-- SOURCE INFORMATION follows --

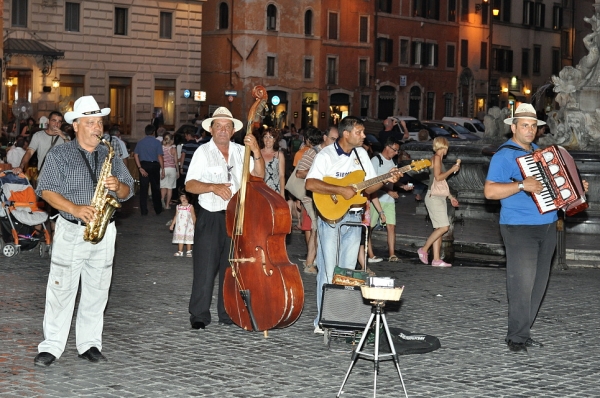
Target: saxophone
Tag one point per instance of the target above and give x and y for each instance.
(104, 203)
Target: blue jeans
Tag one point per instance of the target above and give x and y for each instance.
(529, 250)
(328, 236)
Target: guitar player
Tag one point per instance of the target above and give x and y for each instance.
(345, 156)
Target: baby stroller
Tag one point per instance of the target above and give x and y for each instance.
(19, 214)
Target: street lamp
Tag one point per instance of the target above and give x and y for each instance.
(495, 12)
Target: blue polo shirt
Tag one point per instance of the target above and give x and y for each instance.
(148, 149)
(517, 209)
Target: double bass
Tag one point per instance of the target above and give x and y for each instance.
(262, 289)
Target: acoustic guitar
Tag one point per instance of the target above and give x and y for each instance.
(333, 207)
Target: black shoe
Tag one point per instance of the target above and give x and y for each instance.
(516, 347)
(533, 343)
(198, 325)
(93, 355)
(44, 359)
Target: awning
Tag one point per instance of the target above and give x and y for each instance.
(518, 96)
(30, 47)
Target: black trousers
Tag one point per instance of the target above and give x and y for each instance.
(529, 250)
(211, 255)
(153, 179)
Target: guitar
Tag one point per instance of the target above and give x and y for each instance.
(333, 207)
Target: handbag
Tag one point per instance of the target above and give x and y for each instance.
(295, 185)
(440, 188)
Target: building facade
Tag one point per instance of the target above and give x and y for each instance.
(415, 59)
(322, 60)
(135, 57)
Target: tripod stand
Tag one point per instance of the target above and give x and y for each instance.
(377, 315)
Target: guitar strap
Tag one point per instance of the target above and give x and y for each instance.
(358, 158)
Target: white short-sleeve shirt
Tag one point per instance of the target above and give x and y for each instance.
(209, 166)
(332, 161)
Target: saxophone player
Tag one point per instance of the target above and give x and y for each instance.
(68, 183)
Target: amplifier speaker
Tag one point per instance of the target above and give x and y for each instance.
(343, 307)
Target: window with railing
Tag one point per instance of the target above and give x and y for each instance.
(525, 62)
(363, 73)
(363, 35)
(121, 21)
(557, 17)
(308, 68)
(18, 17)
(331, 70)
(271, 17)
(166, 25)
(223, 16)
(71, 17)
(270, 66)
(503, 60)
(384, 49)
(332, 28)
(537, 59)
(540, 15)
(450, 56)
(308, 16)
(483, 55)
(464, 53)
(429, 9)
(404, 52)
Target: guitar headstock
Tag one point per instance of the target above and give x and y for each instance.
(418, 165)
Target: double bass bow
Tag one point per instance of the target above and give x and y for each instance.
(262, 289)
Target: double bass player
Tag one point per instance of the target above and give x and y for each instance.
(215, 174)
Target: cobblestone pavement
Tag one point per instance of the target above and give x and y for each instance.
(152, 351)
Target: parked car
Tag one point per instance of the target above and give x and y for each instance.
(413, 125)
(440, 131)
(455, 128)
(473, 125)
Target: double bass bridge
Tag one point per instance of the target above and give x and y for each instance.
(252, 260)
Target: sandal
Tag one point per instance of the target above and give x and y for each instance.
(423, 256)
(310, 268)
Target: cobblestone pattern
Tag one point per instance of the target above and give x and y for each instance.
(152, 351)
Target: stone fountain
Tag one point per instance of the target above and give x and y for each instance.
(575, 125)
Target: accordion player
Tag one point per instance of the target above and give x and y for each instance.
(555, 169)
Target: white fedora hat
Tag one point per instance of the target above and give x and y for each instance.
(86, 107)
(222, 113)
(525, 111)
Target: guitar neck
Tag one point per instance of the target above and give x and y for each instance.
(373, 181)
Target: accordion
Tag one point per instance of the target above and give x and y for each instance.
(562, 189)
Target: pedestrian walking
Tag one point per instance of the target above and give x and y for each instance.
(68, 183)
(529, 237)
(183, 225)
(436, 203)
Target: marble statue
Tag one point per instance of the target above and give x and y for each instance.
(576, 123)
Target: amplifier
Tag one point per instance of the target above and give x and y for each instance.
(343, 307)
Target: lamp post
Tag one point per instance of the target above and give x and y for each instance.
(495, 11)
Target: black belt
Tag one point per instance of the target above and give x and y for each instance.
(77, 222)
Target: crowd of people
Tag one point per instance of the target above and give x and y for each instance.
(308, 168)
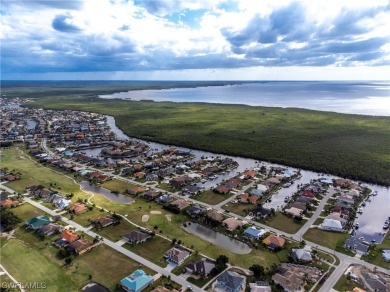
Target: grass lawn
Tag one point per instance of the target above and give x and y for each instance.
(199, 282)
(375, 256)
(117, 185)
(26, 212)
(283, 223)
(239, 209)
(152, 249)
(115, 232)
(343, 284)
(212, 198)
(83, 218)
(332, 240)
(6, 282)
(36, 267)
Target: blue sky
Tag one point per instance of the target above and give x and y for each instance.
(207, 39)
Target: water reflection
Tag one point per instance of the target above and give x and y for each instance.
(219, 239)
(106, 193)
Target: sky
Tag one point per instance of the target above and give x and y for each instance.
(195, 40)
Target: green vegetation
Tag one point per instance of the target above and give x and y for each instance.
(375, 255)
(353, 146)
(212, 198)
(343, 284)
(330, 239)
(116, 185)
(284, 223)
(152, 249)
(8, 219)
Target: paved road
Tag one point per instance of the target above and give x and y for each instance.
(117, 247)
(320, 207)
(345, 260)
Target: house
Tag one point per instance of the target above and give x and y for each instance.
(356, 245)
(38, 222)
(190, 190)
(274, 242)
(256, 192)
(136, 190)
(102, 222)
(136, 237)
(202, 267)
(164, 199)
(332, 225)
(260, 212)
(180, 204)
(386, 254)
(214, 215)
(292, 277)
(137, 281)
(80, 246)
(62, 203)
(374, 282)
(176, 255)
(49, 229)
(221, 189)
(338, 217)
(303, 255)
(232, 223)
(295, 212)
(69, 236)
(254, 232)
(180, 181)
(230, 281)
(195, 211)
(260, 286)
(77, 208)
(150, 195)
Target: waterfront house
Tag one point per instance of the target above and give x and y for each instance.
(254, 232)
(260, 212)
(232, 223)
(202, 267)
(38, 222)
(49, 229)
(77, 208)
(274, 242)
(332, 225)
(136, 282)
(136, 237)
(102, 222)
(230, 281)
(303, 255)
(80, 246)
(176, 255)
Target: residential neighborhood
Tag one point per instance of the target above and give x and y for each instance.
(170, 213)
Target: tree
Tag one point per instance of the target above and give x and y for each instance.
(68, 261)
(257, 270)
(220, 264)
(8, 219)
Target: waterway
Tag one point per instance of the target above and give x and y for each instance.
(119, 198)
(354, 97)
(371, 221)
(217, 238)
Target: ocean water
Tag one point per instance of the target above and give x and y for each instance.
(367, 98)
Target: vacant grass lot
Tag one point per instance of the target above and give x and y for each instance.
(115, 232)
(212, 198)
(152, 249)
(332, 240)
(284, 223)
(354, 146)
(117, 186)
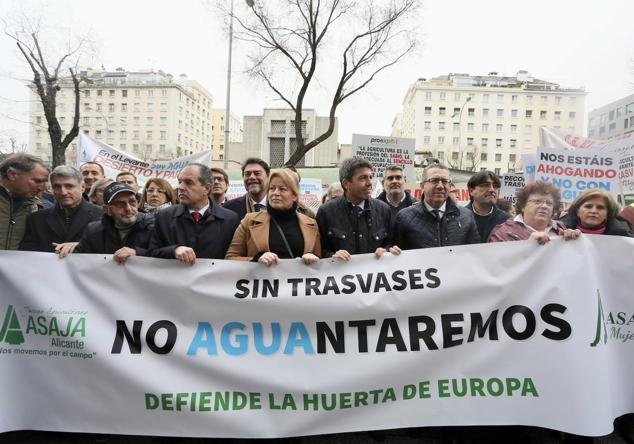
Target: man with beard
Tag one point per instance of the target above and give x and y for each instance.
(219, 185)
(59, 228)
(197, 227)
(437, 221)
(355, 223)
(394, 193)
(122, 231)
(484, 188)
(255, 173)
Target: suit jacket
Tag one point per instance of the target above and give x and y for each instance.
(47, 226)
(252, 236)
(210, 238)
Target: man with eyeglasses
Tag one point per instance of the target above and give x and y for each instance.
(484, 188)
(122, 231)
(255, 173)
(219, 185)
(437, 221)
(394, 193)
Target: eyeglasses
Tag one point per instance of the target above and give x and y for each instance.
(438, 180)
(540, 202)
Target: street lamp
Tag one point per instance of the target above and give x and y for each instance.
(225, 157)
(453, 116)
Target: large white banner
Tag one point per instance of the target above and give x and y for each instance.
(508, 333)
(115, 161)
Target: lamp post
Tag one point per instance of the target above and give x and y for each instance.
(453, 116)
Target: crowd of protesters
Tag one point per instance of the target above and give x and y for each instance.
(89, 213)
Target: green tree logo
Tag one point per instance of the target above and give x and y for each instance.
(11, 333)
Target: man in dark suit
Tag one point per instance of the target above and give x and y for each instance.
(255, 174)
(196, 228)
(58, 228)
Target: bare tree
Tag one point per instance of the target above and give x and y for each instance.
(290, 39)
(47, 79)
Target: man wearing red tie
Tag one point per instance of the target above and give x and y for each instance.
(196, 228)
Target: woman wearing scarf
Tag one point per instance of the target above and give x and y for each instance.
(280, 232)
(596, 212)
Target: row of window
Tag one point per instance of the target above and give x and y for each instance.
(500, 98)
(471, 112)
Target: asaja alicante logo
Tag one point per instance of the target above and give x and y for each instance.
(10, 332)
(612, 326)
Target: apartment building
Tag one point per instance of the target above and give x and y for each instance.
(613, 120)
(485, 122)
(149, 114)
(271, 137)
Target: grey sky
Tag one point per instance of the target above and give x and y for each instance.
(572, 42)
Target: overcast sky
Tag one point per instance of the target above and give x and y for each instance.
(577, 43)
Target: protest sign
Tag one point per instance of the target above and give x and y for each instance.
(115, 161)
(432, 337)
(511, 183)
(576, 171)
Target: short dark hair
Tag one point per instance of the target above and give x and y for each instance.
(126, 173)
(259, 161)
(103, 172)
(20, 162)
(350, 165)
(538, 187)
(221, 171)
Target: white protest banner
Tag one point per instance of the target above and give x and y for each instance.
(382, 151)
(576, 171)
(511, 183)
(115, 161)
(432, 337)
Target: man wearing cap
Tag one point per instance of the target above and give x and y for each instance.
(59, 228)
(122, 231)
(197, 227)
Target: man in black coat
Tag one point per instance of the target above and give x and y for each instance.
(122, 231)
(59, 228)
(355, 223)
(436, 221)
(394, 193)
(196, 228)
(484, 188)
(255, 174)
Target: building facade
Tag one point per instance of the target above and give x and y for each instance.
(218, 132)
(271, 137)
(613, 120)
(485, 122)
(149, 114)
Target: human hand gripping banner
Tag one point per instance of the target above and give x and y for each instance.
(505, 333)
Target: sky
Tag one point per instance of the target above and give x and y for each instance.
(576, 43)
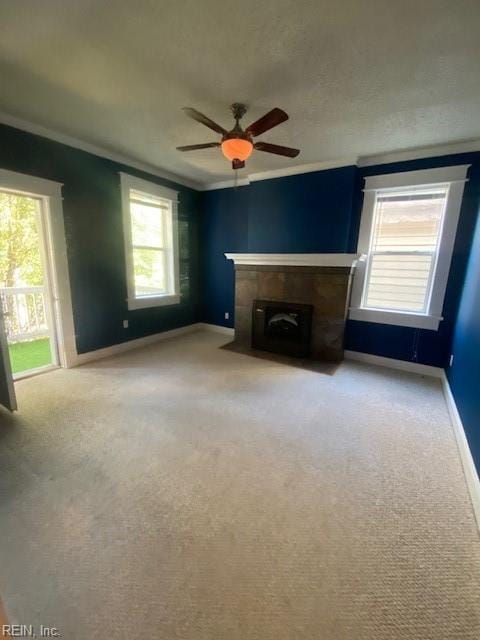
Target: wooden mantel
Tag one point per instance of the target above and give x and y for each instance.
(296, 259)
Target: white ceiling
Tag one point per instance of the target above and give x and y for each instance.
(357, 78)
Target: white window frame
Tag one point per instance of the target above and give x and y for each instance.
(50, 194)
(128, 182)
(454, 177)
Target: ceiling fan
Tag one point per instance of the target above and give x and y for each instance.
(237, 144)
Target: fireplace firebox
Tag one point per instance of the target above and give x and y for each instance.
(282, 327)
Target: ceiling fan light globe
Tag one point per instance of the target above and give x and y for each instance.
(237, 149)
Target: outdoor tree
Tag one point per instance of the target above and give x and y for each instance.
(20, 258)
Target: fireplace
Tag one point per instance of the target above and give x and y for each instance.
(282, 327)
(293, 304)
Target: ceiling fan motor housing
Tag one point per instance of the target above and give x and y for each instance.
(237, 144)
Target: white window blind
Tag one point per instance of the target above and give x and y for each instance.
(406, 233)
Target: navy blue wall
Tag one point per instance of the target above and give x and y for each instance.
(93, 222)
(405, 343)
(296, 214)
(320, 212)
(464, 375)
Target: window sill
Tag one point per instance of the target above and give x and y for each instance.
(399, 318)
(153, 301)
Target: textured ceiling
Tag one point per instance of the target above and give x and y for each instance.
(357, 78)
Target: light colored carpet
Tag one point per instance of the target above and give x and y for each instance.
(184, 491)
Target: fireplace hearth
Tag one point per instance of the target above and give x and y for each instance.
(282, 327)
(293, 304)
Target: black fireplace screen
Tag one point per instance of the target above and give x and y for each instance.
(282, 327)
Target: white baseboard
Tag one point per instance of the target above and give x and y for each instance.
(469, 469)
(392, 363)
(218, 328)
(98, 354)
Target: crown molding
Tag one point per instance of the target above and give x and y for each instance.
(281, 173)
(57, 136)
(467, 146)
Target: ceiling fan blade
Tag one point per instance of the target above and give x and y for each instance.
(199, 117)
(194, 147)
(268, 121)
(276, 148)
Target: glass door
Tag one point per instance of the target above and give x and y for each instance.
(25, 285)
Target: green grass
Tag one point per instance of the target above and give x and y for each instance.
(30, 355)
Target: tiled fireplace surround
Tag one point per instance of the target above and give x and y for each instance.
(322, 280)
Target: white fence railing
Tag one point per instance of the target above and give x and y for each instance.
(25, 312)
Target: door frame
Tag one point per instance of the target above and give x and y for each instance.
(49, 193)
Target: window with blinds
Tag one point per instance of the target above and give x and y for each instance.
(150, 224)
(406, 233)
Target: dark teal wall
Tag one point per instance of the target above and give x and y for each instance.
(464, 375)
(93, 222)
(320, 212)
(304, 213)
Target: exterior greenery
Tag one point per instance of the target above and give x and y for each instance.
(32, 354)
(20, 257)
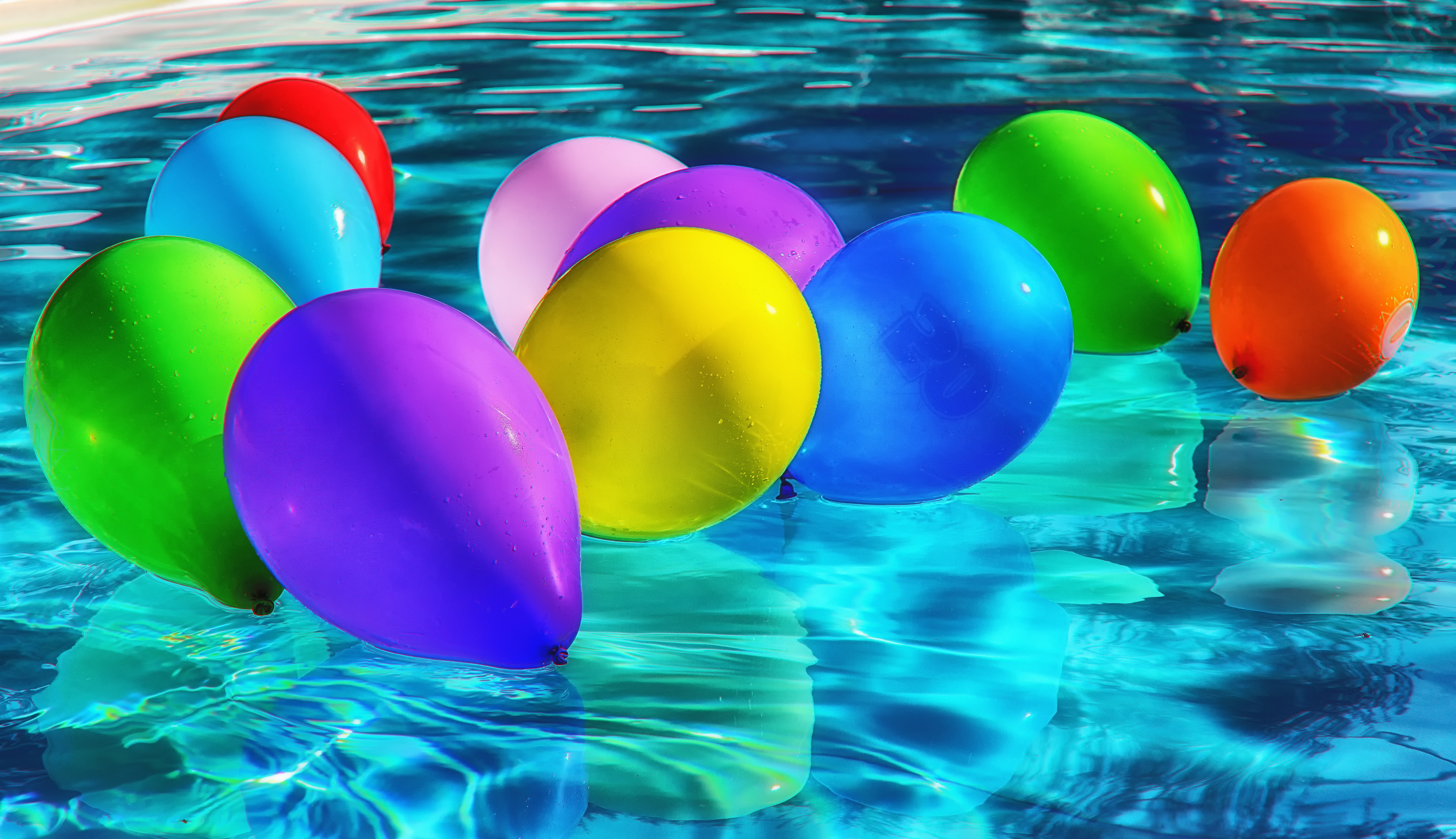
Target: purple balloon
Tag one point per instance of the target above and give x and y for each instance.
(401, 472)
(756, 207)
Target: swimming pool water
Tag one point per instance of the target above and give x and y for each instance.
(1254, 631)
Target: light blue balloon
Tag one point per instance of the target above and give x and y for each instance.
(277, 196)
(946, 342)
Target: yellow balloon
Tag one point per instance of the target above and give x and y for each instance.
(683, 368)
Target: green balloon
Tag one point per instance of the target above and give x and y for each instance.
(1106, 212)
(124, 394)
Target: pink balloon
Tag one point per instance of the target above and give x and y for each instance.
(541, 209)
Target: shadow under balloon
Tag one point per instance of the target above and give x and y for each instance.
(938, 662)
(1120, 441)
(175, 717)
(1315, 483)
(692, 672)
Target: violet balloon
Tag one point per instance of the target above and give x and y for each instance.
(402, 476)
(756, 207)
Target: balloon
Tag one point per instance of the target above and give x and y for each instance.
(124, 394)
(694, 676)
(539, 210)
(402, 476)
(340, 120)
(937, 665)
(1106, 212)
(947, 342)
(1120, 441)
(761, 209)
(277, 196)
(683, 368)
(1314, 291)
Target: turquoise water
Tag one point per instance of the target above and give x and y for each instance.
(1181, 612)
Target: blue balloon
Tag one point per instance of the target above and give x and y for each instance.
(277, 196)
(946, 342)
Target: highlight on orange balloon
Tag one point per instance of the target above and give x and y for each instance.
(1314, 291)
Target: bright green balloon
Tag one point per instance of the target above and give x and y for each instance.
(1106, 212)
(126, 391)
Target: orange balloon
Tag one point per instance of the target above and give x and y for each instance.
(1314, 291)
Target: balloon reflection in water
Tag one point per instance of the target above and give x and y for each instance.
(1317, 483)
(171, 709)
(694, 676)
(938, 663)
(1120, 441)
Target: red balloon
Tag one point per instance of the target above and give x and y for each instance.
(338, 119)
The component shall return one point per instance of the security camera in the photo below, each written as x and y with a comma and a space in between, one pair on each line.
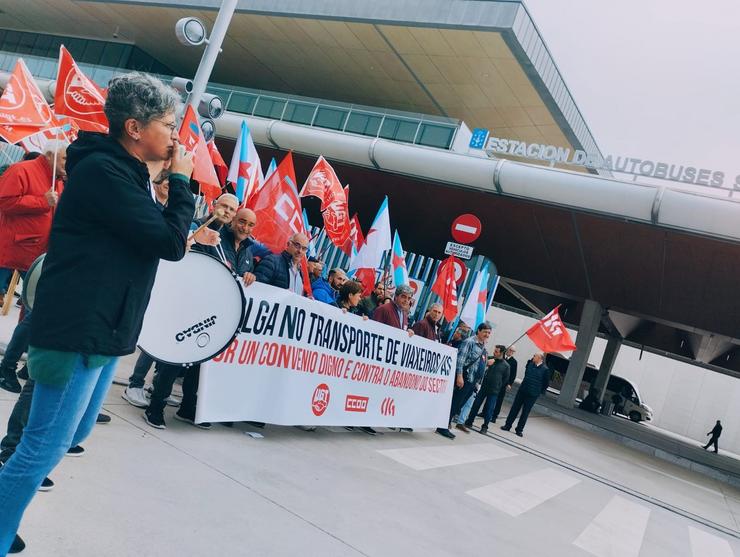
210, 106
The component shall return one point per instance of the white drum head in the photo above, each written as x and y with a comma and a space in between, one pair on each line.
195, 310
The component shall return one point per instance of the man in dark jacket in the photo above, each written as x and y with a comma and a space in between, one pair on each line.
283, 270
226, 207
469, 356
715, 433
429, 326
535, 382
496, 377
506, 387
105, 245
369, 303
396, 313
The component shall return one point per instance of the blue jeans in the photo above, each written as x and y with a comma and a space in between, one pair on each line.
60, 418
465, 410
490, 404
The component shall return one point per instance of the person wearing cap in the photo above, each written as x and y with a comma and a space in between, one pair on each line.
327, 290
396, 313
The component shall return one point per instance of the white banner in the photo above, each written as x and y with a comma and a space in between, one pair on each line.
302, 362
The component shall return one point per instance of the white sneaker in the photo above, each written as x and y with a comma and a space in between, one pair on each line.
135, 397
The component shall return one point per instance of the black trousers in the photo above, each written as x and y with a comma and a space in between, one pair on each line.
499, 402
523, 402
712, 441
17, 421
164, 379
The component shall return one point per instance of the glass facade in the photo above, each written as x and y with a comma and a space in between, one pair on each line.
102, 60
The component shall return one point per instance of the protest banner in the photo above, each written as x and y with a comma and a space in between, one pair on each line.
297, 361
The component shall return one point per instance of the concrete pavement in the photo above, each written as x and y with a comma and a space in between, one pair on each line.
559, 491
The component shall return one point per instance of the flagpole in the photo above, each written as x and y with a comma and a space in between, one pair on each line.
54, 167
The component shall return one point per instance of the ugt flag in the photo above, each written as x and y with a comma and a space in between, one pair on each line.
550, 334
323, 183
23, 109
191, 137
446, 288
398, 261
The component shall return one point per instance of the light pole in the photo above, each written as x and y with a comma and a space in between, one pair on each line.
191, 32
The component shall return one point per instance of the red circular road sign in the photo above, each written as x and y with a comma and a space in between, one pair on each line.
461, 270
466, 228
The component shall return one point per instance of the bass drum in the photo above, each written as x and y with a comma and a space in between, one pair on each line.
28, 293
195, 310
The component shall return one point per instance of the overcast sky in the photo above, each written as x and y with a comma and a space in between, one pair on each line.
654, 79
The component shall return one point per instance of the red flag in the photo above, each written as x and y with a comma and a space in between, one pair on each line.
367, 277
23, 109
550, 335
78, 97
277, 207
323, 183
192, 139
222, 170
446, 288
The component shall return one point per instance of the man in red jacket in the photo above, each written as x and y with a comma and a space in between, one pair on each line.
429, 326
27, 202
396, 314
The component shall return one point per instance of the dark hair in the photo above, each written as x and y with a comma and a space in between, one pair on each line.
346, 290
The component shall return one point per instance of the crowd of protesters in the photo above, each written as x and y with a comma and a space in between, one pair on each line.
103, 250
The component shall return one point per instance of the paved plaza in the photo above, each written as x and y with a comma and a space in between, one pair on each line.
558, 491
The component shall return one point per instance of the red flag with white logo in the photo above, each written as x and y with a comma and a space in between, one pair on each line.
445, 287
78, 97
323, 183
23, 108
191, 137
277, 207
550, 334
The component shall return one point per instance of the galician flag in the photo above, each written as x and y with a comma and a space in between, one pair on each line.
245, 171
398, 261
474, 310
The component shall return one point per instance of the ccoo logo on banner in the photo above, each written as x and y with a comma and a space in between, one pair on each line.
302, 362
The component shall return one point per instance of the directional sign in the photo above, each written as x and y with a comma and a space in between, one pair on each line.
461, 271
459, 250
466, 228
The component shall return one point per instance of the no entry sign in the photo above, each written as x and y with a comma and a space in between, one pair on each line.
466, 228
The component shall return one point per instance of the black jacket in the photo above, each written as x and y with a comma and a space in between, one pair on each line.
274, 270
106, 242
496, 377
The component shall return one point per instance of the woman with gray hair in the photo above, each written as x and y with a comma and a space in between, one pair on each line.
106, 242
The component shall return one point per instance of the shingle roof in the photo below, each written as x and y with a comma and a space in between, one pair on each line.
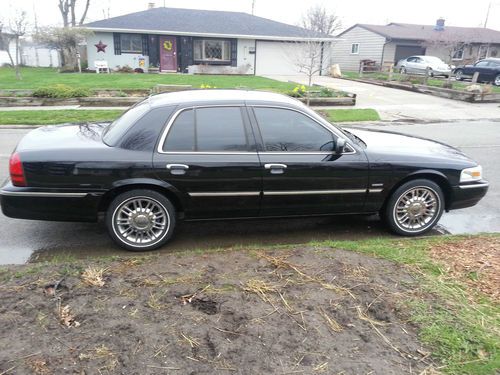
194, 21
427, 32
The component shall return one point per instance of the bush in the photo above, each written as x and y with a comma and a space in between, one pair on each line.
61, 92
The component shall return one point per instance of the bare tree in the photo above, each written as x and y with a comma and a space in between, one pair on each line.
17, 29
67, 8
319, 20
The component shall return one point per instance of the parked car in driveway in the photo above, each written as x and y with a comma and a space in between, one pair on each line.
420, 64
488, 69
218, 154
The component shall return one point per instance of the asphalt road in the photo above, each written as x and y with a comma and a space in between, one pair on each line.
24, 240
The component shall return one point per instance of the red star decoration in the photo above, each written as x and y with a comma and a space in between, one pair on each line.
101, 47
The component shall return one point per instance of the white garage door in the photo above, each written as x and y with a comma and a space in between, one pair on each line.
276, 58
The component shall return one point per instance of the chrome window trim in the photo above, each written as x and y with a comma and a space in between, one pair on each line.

-- SOURCE INFORMATION concluded --

PROBLEM REQUIREMENTS — Reproduce each line of the entries in which the word "amplifier" is found.

WORKED SOLUTION —
Target: amplifier speaker
Target: amplifier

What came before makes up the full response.